> _Task_: The records that follow must be repeated exactly, except for their pictures.
++++ Source data
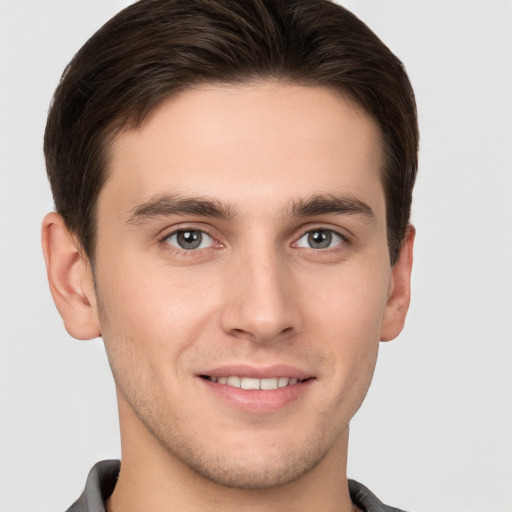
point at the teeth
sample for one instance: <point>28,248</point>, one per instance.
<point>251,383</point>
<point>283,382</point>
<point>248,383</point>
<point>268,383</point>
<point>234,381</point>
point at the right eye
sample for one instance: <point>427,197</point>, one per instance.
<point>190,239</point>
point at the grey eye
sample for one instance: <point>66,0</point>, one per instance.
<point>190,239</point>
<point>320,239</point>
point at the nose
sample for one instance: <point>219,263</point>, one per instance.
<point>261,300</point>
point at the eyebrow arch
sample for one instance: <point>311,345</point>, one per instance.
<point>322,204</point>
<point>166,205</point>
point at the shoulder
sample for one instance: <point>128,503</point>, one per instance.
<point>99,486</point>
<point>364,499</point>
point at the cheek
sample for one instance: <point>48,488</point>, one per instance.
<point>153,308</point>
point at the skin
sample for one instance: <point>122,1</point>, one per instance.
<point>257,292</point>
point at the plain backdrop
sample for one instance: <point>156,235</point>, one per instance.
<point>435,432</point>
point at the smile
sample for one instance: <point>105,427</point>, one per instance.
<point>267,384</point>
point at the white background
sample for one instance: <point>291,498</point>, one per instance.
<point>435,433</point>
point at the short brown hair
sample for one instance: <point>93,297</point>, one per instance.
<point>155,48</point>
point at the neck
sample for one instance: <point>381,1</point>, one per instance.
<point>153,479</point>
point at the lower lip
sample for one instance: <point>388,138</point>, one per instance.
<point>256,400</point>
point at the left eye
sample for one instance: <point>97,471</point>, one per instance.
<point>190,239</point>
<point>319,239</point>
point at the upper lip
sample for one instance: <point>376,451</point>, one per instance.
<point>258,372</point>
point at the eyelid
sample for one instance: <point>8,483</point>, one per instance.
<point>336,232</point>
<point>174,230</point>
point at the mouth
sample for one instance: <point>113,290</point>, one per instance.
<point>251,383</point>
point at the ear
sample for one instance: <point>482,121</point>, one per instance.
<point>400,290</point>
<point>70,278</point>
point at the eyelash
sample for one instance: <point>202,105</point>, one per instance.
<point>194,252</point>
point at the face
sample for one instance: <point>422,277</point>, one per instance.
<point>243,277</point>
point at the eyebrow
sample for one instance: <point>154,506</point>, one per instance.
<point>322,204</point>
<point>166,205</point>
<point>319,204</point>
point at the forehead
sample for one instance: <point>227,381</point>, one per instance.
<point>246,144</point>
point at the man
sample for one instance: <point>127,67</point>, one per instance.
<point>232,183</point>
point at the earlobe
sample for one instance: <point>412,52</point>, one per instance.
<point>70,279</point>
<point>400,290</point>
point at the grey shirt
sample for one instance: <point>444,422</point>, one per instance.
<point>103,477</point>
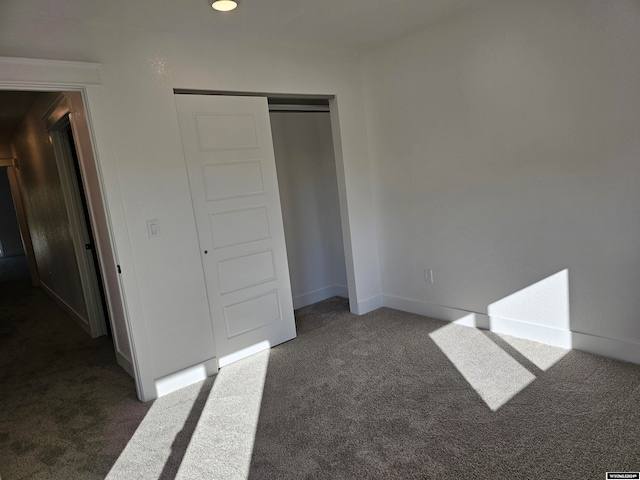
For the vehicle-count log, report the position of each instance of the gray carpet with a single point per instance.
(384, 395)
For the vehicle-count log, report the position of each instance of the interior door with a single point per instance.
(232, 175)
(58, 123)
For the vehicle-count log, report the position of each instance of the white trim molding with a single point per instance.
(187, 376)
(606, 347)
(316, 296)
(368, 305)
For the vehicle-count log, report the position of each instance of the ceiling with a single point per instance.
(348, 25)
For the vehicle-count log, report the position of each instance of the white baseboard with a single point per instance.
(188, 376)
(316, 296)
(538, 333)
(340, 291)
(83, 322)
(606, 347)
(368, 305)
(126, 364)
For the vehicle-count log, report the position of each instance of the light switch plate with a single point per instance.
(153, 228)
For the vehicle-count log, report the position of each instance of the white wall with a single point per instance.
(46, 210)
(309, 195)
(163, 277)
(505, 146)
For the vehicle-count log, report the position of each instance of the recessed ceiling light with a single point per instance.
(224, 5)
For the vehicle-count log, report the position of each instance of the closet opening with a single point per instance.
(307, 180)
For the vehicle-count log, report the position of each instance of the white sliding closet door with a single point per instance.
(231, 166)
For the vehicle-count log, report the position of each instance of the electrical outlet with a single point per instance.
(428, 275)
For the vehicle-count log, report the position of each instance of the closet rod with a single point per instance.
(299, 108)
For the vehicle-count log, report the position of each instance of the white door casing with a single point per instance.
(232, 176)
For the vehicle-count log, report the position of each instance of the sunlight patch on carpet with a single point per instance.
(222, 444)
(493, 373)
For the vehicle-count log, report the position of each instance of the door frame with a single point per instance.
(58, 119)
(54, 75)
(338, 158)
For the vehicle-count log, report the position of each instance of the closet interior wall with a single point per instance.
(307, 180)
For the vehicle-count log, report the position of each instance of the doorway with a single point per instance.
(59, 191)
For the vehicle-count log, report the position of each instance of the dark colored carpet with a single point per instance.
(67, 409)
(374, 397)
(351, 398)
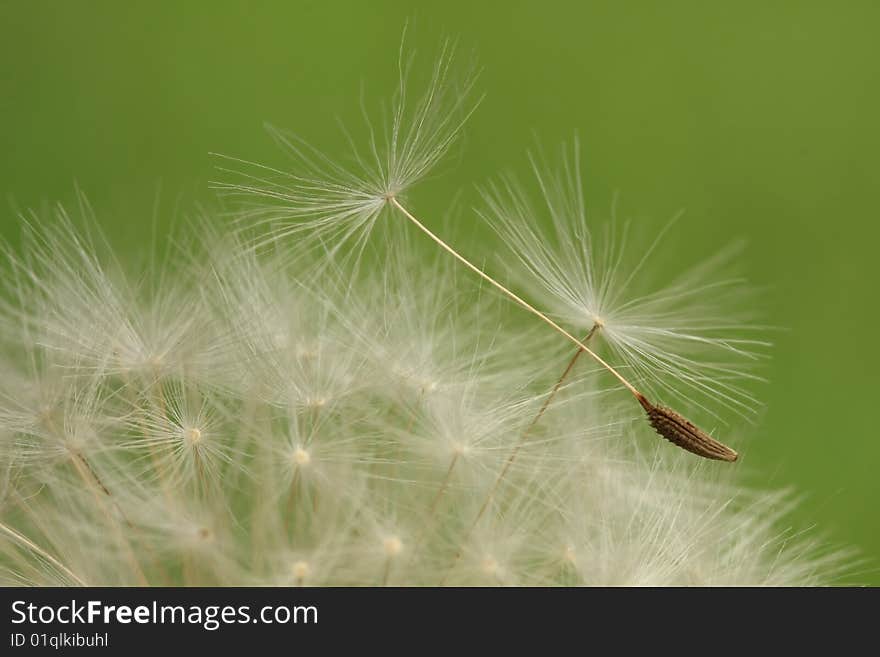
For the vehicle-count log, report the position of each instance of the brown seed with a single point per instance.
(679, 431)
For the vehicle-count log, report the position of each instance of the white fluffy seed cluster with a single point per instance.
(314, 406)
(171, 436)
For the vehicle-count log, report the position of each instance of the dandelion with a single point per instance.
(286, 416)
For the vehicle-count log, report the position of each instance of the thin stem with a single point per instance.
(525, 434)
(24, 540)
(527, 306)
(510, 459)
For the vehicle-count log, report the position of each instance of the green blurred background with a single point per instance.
++++++++
> _Task solution_:
point at the teeth
sample for one instance: <point>28,248</point>, one per instance.
<point>251,383</point>
<point>283,382</point>
<point>248,383</point>
<point>268,383</point>
<point>234,381</point>
point at the right eye
sample for one instance: <point>427,197</point>, one per instance.
<point>190,239</point>
point at the grey eye
sample for one instance: <point>66,0</point>, one per instance.
<point>190,239</point>
<point>320,239</point>
point at the nose
sample for one instance: <point>219,263</point>, one per instance.
<point>261,300</point>
point at the eyebrow arch
sample for one instance: <point>311,345</point>, one per instance.
<point>322,204</point>
<point>166,205</point>
point at the shoulder
sample for one instance: <point>128,503</point>, one per instance.
<point>99,486</point>
<point>364,499</point>
point at the cheek
sample for one instance: <point>48,488</point>, one per instance.
<point>153,308</point>
point at the skin
sample for one instance: <point>122,1</point>, one per instance.
<point>257,292</point>
point at the plain backdrop
sample for one instance: <point>156,235</point>, one per instance.
<point>435,432</point>
point at the smile
sample for one instance: <point>105,427</point>, one per instance.
<point>267,384</point>
point at the white background
sample for one instance: <point>291,498</point>, one per instance.
<point>435,433</point>
point at the short brown hair
sample for one instance: <point>93,297</point>, one per instance.
<point>155,48</point>
point at the neck
sample for one instance: <point>381,1</point>, one per instance.
<point>153,479</point>
point at the lower lip
sample for one instance: <point>388,138</point>, one per instance.
<point>256,400</point>
point at the left eye
sample for one instance: <point>97,471</point>, one per instance.
<point>190,239</point>
<point>319,239</point>
point at the upper lip
sample for one instance: <point>376,451</point>, one per instance.
<point>258,372</point>
point at the eyelid
sample for one instance: <point>8,483</point>, one per instance.
<point>336,232</point>
<point>174,230</point>
point at the mouth
sample for one instance: <point>113,290</point>, one per instance.
<point>251,383</point>
point at the ear
sample for one instance: <point>482,121</point>, one per instance.
<point>400,290</point>
<point>70,278</point>
point at the eyelash
sample for one instance: <point>202,105</point>, one per instance.
<point>194,252</point>
point at the face
sample for one instance: <point>422,277</point>, one per instance.
<point>243,277</point>
point at the eyebrow
sample for one instance: <point>154,506</point>, one per instance.
<point>322,204</point>
<point>166,205</point>
<point>319,204</point>
point at the forehead
sample for one instance: <point>227,381</point>, one per instance.
<point>246,144</point>
point at the man
sample for one instance: <point>127,67</point>, one per instance.
<point>232,183</point>
point at the earlobe
sample for one instance: <point>412,52</point>, one per instance.
<point>70,279</point>
<point>400,290</point>
point at the grey shirt
sample for one instance: <point>444,422</point>, one per instance.
<point>103,477</point>
For the vehicle-count log, report the position of each instance of the gray carpet with a single point per instance.
(384, 395)
For the vehicle-count log, report the position of each instance of the interior door with a single point per instance.
(232, 175)
(58, 123)
For the vehicle-count log, report the position of each instance of the white trim molding with a single point per instance.
(187, 376)
(606, 347)
(316, 296)
(368, 305)
For the vehicle-count log, report the position of each instance of the ceiling with a single point per instance.
(348, 25)
For the vehicle-count log, report the position of each instance of the white baseboard with a single point per instance.
(188, 376)
(316, 296)
(538, 333)
(340, 291)
(83, 322)
(606, 347)
(368, 305)
(126, 364)
For the vehicle-count log, report the position of each instance of the light switch plate with a single point per instance.
(153, 228)
For the vehicle-count log, report the position of each instance of the white wall with a single point per instance.
(46, 210)
(309, 195)
(163, 277)
(505, 146)
For the vehicle-count log, report the position of each instance of the recessed ceiling light with a single point per instance.
(224, 5)
For the vehicle-count log, report the position of each instance of the closet opening with a single point per instance.
(307, 180)
For the vehicle-count log, report the position of each instance of the white sliding closet door with a single point per instance.
(231, 166)
For the vehicle-count log, report the position of each instance of the electrical outlet with a single point per instance.
(428, 275)
For the vehicle-count log, report the position of each instance of the closet rod with a single point per instance.
(299, 108)
For the vehicle-count log, report the position of each instance of the white door casing with a single point per instance.
(232, 176)
For the vehicle-count log, report the position of each instance of the sunlight patch on carpet with a single point per instance.
(222, 444)
(493, 373)
For the vehicle-count log, report the position of each instance of the door frame with a single point per instance.
(58, 119)
(54, 75)
(338, 158)
For the vehicle-count log, report the position of each instance of the closet interior wall with a single point per instance.
(307, 180)
For the vehicle-count log, report the position of each instance of the doorway with a single point per instance.
(59, 191)
For the vehicle-count log, report the position of each instance of the dark colored carpet with a single point per instance.
(67, 409)
(374, 397)
(351, 398)
For the vehicle-count log, report the position of each instance of the brown seed with a single point per instance.
(679, 431)
For the vehicle-count log, report the position of each instance of the white fluffy seed cluster with a single point per instance.
(314, 406)
(171, 436)
For the vehicle-count log, report the position of each instance of the dandelion with a single point per instance.
(286, 416)
For the vehicle-count log, report the position of each instance of the thin stem with a single point per instance.
(525, 434)
(24, 540)
(527, 306)
(510, 459)
For the vehicle-count log, report the position of each instance of the green blurred background with a single point per instance.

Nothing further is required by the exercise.